The Catacombs of Rome
About the Catacombs:
The Christian belief in the Resurrection is evident in the language that the early Christians used: the Roman pagans used the term “necropolis” (city of the dead), whereas the Christians used the term “cemetery”, meaning dormitory or place of sleep.
There are more than sixty catacombs in Rome, with hundreds of miles of galleries and tens of thousands of tombs. Here the Christians gathered to celebrate their funeral rites, the anniversaries of the martyrs and of the dead. In exceptional cases, the catacombs were used as places of momentary refuge for the celebration of the Eucharist. However, they were not used as permanent hiding places as some may believe. The early Christians lived out in the open but practiced their faith in secret.
The book shown on the left will give you an excellent overview of the Catacombs of Rome.
Every gallery you pass through, every symbol or painting you see, every inscription you read brings the past to life and gives a message of faith, of Christian testimony, and expresses the life and martyrdom of the Roman Church of the first centuries. Christian symbols are depicted on the walls of the catacombs, and more often, carved on the marble slabs, which sealed the tombs.
####
- Written tasks:
1: Translate this sentence from the text on the Catacombs of Rome into Spanish: "Here the Christians gathered to celebrate their funeral rites, the anniversaries of the martyrs and of the dead."
2: According to the text on the Catacombs of Rome, how many catacombs are there in Rome?
####
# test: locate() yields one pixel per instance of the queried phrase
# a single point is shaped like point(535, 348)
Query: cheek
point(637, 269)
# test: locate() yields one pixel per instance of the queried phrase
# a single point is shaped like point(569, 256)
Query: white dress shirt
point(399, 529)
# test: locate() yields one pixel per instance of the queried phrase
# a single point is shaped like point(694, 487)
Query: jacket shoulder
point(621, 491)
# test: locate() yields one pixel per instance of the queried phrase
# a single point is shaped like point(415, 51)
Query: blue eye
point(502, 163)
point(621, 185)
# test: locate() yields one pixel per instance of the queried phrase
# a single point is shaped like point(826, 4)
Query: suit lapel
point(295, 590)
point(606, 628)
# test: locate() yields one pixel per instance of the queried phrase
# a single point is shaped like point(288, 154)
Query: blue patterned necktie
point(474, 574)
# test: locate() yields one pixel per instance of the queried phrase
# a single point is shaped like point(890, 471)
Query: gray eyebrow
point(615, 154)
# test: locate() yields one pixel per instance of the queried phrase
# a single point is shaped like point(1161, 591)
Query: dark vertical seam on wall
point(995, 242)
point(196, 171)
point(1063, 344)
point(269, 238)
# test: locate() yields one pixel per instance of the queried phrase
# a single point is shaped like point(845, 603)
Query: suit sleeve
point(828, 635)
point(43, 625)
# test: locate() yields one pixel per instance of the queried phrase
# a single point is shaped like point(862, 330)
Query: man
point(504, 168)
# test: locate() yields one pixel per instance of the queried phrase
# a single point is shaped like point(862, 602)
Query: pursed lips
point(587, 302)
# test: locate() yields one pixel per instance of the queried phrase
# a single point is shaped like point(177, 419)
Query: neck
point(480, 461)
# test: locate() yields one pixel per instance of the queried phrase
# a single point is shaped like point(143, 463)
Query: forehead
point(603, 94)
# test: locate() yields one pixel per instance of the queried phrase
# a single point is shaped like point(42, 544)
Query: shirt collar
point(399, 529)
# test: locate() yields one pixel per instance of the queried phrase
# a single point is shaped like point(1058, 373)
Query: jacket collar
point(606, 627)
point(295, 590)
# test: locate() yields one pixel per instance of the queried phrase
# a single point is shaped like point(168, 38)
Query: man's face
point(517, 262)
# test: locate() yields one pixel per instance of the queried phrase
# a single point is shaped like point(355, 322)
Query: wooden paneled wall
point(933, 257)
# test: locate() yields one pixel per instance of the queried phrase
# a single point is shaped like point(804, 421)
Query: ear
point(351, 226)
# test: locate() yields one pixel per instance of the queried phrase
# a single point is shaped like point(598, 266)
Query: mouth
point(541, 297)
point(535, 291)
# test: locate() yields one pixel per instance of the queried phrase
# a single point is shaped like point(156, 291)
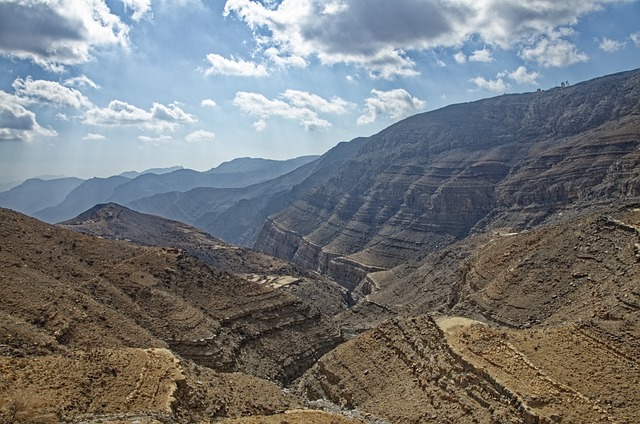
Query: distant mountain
point(158, 171)
point(432, 179)
point(87, 194)
point(36, 194)
point(63, 290)
point(236, 214)
point(122, 190)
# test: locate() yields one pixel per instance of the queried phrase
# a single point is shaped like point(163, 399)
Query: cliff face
point(433, 178)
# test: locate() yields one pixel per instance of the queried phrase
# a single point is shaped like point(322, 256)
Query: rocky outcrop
point(63, 290)
point(434, 178)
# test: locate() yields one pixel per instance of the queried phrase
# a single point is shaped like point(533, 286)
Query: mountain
point(64, 293)
point(158, 171)
point(236, 214)
point(434, 178)
point(120, 189)
point(236, 173)
point(536, 326)
point(87, 194)
point(35, 194)
point(117, 222)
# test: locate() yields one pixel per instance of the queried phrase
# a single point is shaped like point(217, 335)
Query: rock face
point(63, 290)
point(433, 178)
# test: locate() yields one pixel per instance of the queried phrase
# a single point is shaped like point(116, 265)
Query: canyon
point(478, 263)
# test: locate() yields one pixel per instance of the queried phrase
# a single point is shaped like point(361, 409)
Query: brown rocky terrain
point(117, 222)
point(432, 179)
point(493, 251)
point(556, 334)
point(73, 299)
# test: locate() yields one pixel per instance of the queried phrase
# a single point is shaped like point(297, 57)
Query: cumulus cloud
point(140, 8)
point(81, 81)
point(395, 104)
point(611, 46)
point(93, 137)
point(159, 118)
point(554, 52)
point(380, 35)
point(260, 125)
point(498, 85)
point(159, 139)
point(242, 68)
point(208, 103)
point(296, 105)
point(303, 99)
point(57, 33)
point(522, 76)
point(17, 123)
point(460, 57)
point(49, 92)
point(200, 136)
point(483, 55)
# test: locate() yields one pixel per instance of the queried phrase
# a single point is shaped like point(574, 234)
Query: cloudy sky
point(99, 87)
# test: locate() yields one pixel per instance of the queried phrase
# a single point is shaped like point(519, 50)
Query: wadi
point(478, 263)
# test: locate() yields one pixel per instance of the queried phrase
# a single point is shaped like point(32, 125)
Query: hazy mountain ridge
point(430, 179)
point(236, 214)
point(127, 187)
point(496, 277)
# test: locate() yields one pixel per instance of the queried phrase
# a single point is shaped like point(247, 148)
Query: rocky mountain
point(63, 292)
point(432, 179)
point(36, 194)
point(87, 194)
point(120, 188)
point(117, 222)
point(236, 214)
point(239, 172)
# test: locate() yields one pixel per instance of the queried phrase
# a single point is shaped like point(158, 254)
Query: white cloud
point(611, 46)
point(140, 8)
point(159, 118)
point(260, 125)
point(200, 136)
point(208, 103)
point(49, 92)
point(94, 137)
point(395, 104)
point(380, 35)
point(159, 139)
point(483, 55)
point(242, 68)
point(460, 57)
point(523, 76)
point(258, 105)
point(18, 123)
point(554, 53)
point(57, 33)
point(498, 85)
point(81, 81)
point(303, 99)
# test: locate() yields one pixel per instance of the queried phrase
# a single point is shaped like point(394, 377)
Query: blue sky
point(95, 88)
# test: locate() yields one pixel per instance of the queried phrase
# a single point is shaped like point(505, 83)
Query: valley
point(475, 264)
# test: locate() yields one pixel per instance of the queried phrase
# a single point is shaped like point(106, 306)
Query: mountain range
point(473, 264)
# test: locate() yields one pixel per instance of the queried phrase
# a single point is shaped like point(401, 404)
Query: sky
point(99, 87)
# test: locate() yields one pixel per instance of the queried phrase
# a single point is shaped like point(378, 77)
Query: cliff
point(434, 178)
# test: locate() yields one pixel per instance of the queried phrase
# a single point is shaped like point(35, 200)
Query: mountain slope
point(36, 194)
point(117, 222)
point(431, 179)
point(236, 214)
point(239, 172)
point(66, 290)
####
- Task-by-task outputs:
1: Aquí los cristianos se reunían para celebrar sus ritos funerarios, los aniversarios de los mártires y de los difuntos.

2: More than sixty.